Segment Start: STORED DATA

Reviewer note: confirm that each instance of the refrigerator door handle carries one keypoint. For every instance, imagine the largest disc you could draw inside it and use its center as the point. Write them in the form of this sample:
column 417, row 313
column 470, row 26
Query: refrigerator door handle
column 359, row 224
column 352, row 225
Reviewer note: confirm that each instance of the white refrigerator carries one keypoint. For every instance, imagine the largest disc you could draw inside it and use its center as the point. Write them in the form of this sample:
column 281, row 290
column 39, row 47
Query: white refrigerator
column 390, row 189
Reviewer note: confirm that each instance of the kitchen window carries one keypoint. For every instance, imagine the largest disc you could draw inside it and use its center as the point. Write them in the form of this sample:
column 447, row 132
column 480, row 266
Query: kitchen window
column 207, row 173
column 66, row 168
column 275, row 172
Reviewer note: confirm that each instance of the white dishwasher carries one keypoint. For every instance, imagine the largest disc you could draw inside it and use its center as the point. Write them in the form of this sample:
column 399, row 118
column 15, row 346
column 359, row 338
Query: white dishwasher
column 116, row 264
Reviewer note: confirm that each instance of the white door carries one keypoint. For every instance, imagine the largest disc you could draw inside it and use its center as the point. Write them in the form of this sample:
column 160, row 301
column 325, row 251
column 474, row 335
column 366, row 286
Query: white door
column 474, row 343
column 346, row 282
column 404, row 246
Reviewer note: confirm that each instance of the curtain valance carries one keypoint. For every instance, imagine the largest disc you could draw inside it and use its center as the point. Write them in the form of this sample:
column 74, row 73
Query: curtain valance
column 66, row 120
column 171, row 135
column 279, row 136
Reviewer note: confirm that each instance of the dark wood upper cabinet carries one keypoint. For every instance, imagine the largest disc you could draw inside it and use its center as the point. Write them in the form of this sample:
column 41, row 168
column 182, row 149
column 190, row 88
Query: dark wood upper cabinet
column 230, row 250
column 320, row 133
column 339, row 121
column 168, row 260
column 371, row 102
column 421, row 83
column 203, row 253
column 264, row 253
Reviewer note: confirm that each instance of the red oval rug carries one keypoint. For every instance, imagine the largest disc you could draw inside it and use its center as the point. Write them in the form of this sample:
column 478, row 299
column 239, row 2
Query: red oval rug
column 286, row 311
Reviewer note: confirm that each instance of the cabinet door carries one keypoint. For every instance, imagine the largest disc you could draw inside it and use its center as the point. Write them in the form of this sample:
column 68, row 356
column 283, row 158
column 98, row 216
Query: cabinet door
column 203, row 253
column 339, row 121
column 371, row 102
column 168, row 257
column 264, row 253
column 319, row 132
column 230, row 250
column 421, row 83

Segment End: STORED DATA

Please write out the data again exactly as it stands.

### TASK RESPONSE
Reviewer note: confirm that each instance of the refrigerator door handle carries one keypoint. For every instance, imagine the largest disc you could draw inside it and use its center as the point. Write them in the form of this sample:
column 417, row 313
column 470, row 26
Query: refrigerator door handle
column 359, row 224
column 352, row 225
Reviewer note: confirm that each instance of the white refrigerator carries one keypoint. For every instance, imagine the largest disc you could draw inside it and use its center as the point. Write them in the form of this sample:
column 281, row 290
column 39, row 47
Query: white refrigerator
column 390, row 189
Reviewer note: confirm that each instance of the kitchen window carries one keypoint. For every instance, imagine the largest disc you could draw inside it and use its center as the point. Write them in the form of this sample:
column 447, row 132
column 480, row 266
Query: kitchen window
column 207, row 173
column 66, row 168
column 275, row 172
Reviewer note: confirm that each instance of the white dishwasher carries one keypoint. For every instance, imagine the largest disc you could draw inside it and use its center as the point. Write them in the form of this sample:
column 399, row 118
column 15, row 346
column 359, row 338
Query: white dishwasher
column 116, row 264
Reviewer note: confirm that each instance of the white door carries one keypoint. For every instance, imagine the largest disc you could draw inside it and use its center as the point. Write them in the form of this sample:
column 160, row 301
column 325, row 251
column 474, row 335
column 366, row 286
Query: white door
column 474, row 343
column 346, row 282
column 404, row 246
Reviewer note: confirm that each instance of the curtain valance carries one keypoint. For every instance, imagine the largest disc you could draw inside it and use its center as the point. Write them in the form of this sample:
column 74, row 73
Query: curtain valance
column 66, row 120
column 171, row 135
column 279, row 136
Reviewer note: confirm that each instance of the dark wood upper cabinet carries one keypoint. For every instance, imagine the largest disc you could draw inside it and use its center as the point. Write them in the form of this sample:
column 41, row 168
column 182, row 149
column 190, row 88
Query: dark wood upper cabinet
column 230, row 250
column 320, row 133
column 339, row 121
column 168, row 260
column 371, row 102
column 421, row 83
column 203, row 253
column 264, row 253
Reviewer note: confirm that each instance of the red oval rug carries one keypoint. For every instance, imagine the largest disc you could draw inside it and use its center as the point. Write them in the form of this sample:
column 478, row 299
column 239, row 2
Query: red oval rug
column 286, row 311
Reviewer note: confirm that each instance of the cabinet door carries one keypoint. For every instance, imagine the largest disc you could draw inside it and use its center as the point. Write them in the form of this sample:
column 68, row 356
column 283, row 158
column 98, row 216
Query: cabinet door
column 203, row 253
column 339, row 121
column 371, row 102
column 168, row 257
column 264, row 253
column 319, row 132
column 230, row 250
column 421, row 83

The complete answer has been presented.